━━ Given text

Now we have that man must
literally… what’s the act of eating?
Think about it. What more primitive basic thing to we do every single
day? We eat, and what are we doing when
we eat? Ask yourself, what happens if
you don’t eat? Eating is just basic
sustenance. What has happened here is
God has said that for us to be sustained in our lives we tread on the lives of
somebody else. To keep us alive someone
else has to die. That’s the life in the new world. It is a life of existence based on sacrificial death. In other words, eating is actually an
adumbration or a fore view of the saving work of Jesus Christ. Going into our carnivorous regime when it’s
authorized by God, with these little provisos that I don’t want you to eat the
blood, you’ve killed an animal, I recognize you have to eat and you have to do
that, but having done that, there are certain cautions, the animal absolutely
is not yours, it’s Mine, and you have taken from Mine to sustain yourself, and
I’ve let you do this, but there’s a caution here.
Notice how this reads very
nicely in verse 5-6, “And surely I will require your lifeblood; from every
beast I will require it. And from every
man, from every man’s brother I will require the life of man. [6] Whoever sheds
man’s blood, by man his blood shall be shed.
For in the image of God He made man.”
We’ll get into capital punishment later, but what’s the goal of verse 6? What’s on God’s heart? Is He authorizing this horrible thing called
capital punishment just because He thrills at it, or does He have something on
His mind. It looks like what you see on
His mind is in verse 6b, the last part of verse 6, “For,” explanation of why I
am doing this, here’s My explanation, “in the image of God I have made man.” Something very valuable and precious is here
that’s been destroyed. So what you get
out of verse 4-6 is the sanctity of life, and that life, whether it’s in the
life of the animal or whether it’s in the life of man, is something to be
cherished, to be honored, and to be respected.
Even though now man eats meat and he destroys animals in order that he
may survive, the act of doing it itself becomes something of honor, it is to be
done in an honorable way.
What you can’t help but
conclude in all this is that when God reconstituted this first domain, this
first dominion responsibility, this first divine institution, He forced us to
have to acknowledge that our dependency is not now, just as a creature eating
grapes, eating herbs, eating plants that don’t die because they don’t have nephesh.
The word “life” in Hebrew is “nephesh.”
Plants, you can say gee, there was death, plants die when they were eaten. Plants are never said to have hephesh, never. Only animals and apparently only certain animals have nephesh.
Animals that have nephesh are
animals in whom there is the breath of lives.
Someone breathes, that’s called life.
Now a Christian biologist can think, what’s the difference here between
a plant cell and an animal cell and botanist vs. zoological complications, but
be aware that the Scripture does make that distinction. So when Adam and Eve ate grapes, apples,
whatever else they ate, vegetables, whatever they ate they were not killing
life. Then comes along Noah and Noah
starts to destroy life to eat. There’s
a tremendous difference here, and it’s fundamental because eating is the one
basic thing we all have to do to sustain our lives.
So the very way we sustain
lives in the new world is by substitutionary death. What is this talking about?

━━━━

- _To do_:
a) Answer these questions from the sermon passage:
(i) What Hebrew word does it give for "life"?
(ii) Of what work is eating called an adumbration or fore view?
(iii) When Adam and Eve ate grapes and vegetables, what does it say they were not doing?
b) Return the stretch of the sermon passage from "For in the image" through "to be respected.", copied word for word.
Answer from the sermon passage alone.

━━ Data shown

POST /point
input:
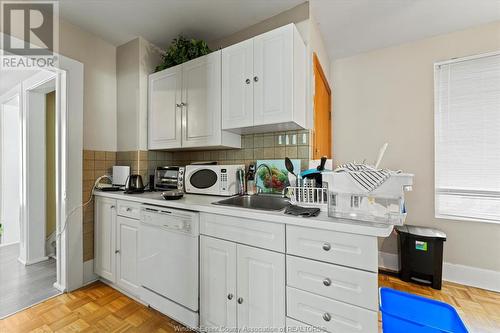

━━━━

- _Solutions to the problems_:
a)
(i) Nephesh.
(ii) The saving work of Jesus Christ.
(iii) They were not killing life.

b)
For in the image of God He made man.”
We’ll get into capital punishment later, but what’s the goal of verse 6? What’s on God’s heart? Is He authorizing this horrible thing called
capital punishment just because He thrills at it, or does He have something on
His mind. It looks like what you see on
His mind is in verse 6b, the last part of verse 6, “For,” explanation of why I
am doing this, here’s My explanation, “in the image of God I have made man.” Something very valuable and precious is here
that’s been destroyed. So what you get
out of verse 4-6 is the sanctity of life, and that life, whether it’s in the
life of the animal or whether it’s in the life of man, is something to be
cherished, to be honored, and to be respected.